>>>>

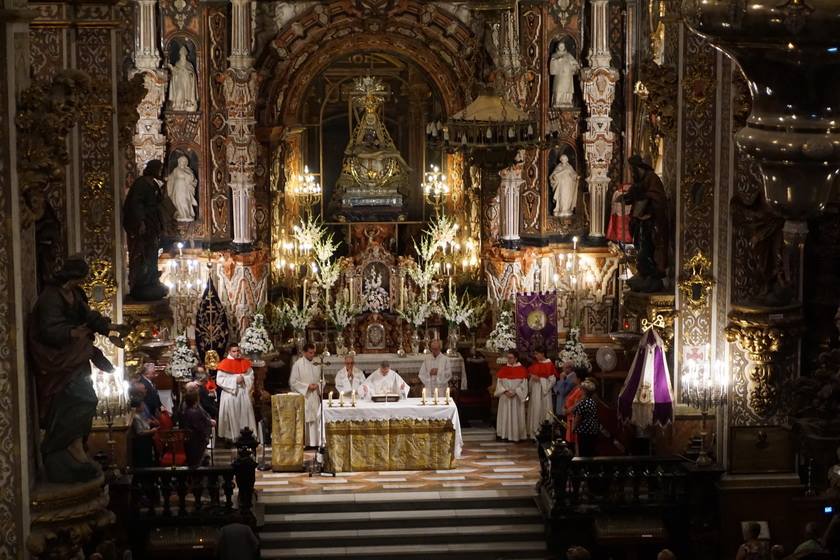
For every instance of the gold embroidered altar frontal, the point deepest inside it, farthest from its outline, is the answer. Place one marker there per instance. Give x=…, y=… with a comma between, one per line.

<<<<
>>>>

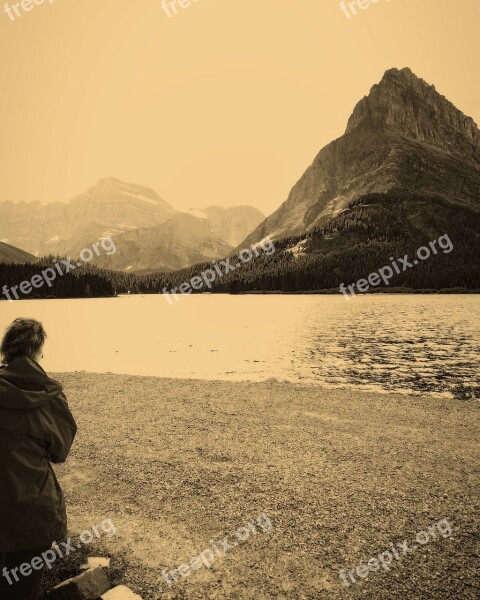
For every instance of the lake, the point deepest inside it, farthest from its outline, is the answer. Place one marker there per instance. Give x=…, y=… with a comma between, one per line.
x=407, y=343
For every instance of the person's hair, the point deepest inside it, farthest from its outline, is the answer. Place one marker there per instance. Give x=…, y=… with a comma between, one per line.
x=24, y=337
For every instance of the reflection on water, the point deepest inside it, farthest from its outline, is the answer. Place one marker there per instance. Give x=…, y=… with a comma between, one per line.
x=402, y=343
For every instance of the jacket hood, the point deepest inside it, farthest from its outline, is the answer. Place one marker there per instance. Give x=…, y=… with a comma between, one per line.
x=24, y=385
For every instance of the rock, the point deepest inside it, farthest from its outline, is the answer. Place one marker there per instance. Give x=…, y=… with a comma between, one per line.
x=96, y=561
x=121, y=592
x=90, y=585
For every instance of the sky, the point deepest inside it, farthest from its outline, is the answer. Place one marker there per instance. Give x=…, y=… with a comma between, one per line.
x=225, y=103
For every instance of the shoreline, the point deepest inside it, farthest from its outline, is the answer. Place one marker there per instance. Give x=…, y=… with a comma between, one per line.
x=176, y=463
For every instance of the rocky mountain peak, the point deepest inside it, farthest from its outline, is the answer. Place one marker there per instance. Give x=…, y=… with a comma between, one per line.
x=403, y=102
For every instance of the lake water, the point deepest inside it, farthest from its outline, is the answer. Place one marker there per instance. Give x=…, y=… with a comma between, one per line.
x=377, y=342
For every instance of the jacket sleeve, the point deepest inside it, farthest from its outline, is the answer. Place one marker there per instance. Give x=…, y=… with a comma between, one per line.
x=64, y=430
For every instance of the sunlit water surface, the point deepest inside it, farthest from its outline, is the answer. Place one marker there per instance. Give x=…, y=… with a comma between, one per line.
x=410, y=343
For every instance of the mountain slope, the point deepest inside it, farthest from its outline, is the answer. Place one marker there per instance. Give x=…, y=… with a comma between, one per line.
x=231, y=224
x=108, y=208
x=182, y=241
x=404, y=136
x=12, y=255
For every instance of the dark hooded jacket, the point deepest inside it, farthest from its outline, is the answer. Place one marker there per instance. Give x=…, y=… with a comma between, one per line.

<<<<

** Goal **
Copy out the records word for word, from the line with "For every instance of the rocky" to the line with "For every instance of the dark", including both of those lines.

** Response to this exercise **
For every instance of the rocky mountain peak, the point deepest inside it, farthest from its outline, is the answer. Place one marker there per instance. Give x=…, y=… with a comma between, one per line.
x=403, y=102
For every instance of the lake water, the point deepest inside it, farthest from its outline, is the answer. Place one marker there per instance. Give x=…, y=… with a comma between, one per line.
x=377, y=342
For every instance of the jacket sleeve, the point deepest inside it, farthest from its outline, is the answer. Place one marker there per instance. Give x=…, y=… with a comma between, one per line.
x=64, y=430
For every instance of the sunlit water surface, the point deepest inside it, farthest from its outline, is the answer. Place one marker there per instance. Give x=…, y=… with a comma between, one per line.
x=410, y=343
For every instance of the mountain slope, the point deepest inside it, farthest from its outline, is the answer. Place one marker there per instance. Give x=…, y=… with a comma between, one per line.
x=231, y=224
x=108, y=208
x=182, y=241
x=404, y=136
x=12, y=255
For every instance of the dark hooded jacket, the point deepest inside it, farthest from its outline, is the answer. Place one marker there per instance. Give x=…, y=… with a comma between, one per line.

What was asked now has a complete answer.